### PROVIDED PASSAGE

···

Year

2011

Degree Name

Master of Computer Science

Department

University of Wollongong. School of Computer Science and Software Engineering

Abstract

Software agents, as the main body of agent-oriented E-commerce systems, have a great potential for E-commerce applications. Agents can dynamically discover and compose E-services and mediate interactions, which can serve as delegates in order to handle routine tasks, monitor activities, set up contracts, execute business processes, and find the best services [Gri01, GK94, Nwa96]. However, agents are vulnerable to several attacks from the running environment, such as, insecure network, malicious users and malicious hosts, etc. Therefore, the success or failureof this paradigm is connected to the issues whether the mechanisms in agents can protect their security and privacy. Policy-based cryptography, which consists of two cryptographic primitives: policy-based encryption and policy-based signature,was firstly proposed by Bagga and Molva [BM06, BM05]. It has the advantage of addressing the security problems of software agents. We are motivated by the concept of policy-based cryptography [BM06, BM05] and use cryptographic primitives mentioned above to provide security and privacy for agents systems.

There are several kinds of software agents, such as mobile agents, multi-agents,intelligent agents and distributed agents. In this thesis, we focus on mobile agents and multi-agents. Mobile agents have the ability of migrating across different execution environments. Due to this property, the security and privacy of mobile agents can be easily compromised when they are traveling on a hostile environment. Therefore, security and privacy are critical to mobile agents applied in E-commerce. There exist several solutions for mobile agent security [ST98b, KBC00, LKK01, ZMZ09], among which the proxy-based model is believed to be a sound solution to provide authentication, where the visiting host of an agent acts as a proxy signer who can sign an offer. However, any host (including a malicious host) could act as the signer to forge valid signatures. To solve this problem, a secure policy-based mobile agent scheme is introduced in this thesis, that is, only the hosts who satisfy the designated policies can generate a valid signature. A security model and a rigorous security proof related to scheme are provided as well.

···

### ENTRIES PROVIDED
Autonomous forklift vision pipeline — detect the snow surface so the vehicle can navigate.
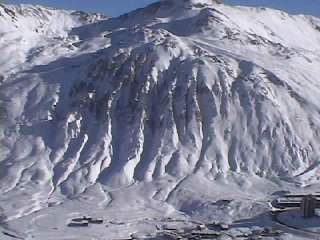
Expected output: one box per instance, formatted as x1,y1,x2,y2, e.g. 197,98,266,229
0,0,320,240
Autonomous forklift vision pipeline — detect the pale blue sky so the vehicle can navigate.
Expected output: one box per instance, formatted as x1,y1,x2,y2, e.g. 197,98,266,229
4,0,320,17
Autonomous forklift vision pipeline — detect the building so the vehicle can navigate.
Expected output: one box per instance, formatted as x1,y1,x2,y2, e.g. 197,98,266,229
300,195,317,218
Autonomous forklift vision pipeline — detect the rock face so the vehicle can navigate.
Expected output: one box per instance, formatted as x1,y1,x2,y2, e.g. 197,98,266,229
0,0,320,221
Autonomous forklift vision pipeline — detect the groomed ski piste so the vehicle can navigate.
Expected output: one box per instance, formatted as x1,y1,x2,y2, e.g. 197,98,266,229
0,0,320,240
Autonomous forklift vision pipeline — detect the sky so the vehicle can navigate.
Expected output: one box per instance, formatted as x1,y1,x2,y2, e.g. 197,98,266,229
4,0,320,17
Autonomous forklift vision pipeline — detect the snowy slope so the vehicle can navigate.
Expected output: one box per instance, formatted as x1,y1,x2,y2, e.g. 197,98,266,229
0,0,320,239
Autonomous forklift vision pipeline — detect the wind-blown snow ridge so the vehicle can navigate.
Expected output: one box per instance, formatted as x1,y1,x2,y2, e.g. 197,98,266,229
0,0,320,238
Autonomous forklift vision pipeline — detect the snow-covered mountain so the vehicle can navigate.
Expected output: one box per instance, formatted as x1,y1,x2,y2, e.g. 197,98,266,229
0,0,320,239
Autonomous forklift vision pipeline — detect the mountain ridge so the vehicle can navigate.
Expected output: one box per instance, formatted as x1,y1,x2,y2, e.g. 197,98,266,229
0,0,320,238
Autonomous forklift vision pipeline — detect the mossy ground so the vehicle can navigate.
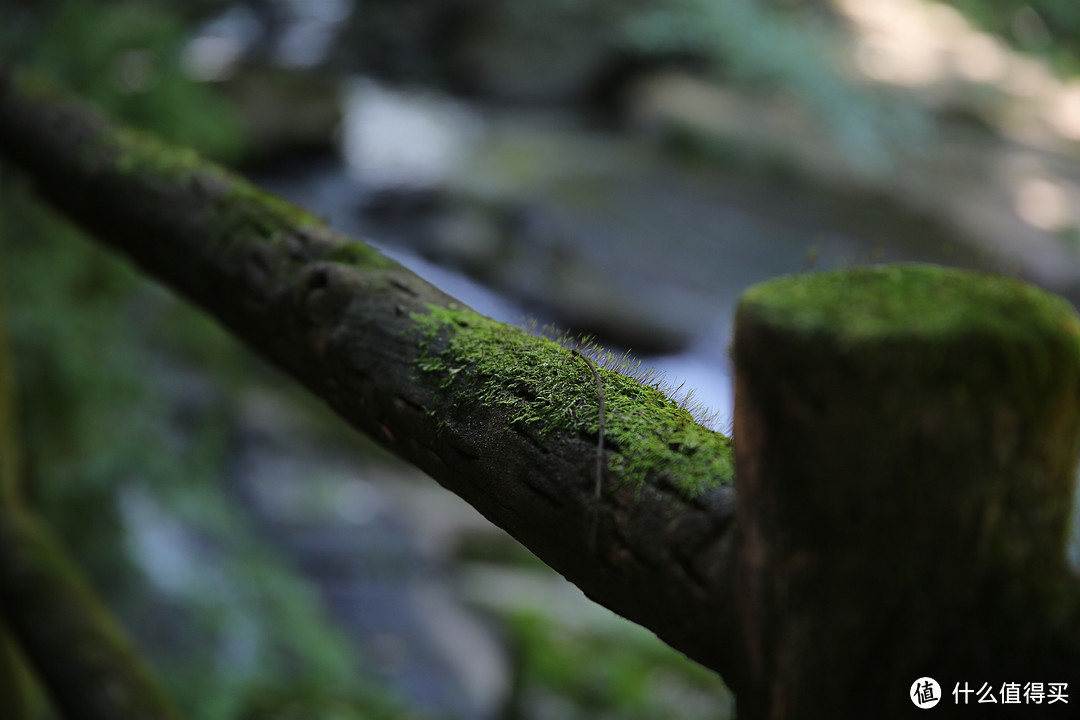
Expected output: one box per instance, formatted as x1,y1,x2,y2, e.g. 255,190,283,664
413,307,734,497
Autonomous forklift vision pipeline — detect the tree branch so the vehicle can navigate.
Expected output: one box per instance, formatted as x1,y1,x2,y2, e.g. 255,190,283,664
0,71,738,682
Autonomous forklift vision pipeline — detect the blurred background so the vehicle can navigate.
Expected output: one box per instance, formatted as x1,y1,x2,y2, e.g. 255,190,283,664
0,0,1080,720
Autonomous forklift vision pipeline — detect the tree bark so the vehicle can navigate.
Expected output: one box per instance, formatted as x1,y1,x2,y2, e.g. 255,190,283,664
6,66,1080,720
0,63,733,673
734,267,1080,718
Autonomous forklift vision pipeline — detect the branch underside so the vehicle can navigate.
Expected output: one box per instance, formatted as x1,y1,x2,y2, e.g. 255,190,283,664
0,73,737,674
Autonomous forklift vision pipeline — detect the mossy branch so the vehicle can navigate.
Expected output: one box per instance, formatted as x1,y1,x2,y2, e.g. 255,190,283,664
0,66,733,671
0,64,1080,720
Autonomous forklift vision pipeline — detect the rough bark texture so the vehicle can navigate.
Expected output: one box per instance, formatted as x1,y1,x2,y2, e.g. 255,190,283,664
0,73,733,686
0,64,1080,720
734,267,1080,718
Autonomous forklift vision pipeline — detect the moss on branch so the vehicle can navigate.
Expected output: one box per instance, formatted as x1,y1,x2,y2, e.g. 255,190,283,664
413,305,734,497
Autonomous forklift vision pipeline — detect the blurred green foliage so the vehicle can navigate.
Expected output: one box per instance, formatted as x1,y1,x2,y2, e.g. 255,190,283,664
510,612,734,720
0,0,406,720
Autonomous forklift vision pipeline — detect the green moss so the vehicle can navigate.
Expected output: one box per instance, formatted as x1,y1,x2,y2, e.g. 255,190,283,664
737,264,1080,425
413,307,733,495
741,264,1080,343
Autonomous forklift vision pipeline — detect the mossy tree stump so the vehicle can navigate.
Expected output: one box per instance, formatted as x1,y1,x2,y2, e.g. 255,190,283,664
734,266,1080,719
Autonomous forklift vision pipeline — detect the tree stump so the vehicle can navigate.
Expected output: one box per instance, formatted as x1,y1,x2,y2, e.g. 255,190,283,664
733,266,1080,720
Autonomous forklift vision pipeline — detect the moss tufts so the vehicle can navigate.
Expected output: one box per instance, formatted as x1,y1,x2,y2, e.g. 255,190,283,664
413,305,734,497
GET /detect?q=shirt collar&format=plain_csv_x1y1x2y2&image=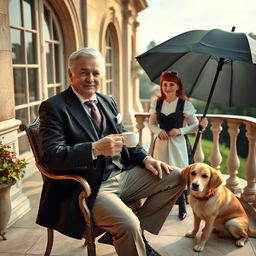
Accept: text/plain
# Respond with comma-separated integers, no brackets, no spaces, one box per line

71,85,98,104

···

Condense the paragraph of the thesis abstract that begins "There are several kinds of software agents" into a short bulleted list that keeps its main facts.

### TASK RESULT
- Software agents include mobile agents, multi-agents, intelligent agents, and distributed agents. The thesis focuses on mobile agents and multi-agents.
- Mobile agents can migrate across execution environments, so their security and privacy are easily compromised in hostile environments. This makes security and privacy critical for mobile agents in E-commerce.
- Among existing solutions for mobile agent security, the proxy-based model is considered sound for authentication. In this model, the visiting host acts as a proxy signer that can sign an offer.
- The weakness of this model is that any host, including a malicious one, could act as the signer and forge valid signatures.
- The thesis introduces a secure policy-based mobile agent scheme in which only hosts that satisfy designated policies can generate a valid signature. It also provides a security model and a rigorous security proof.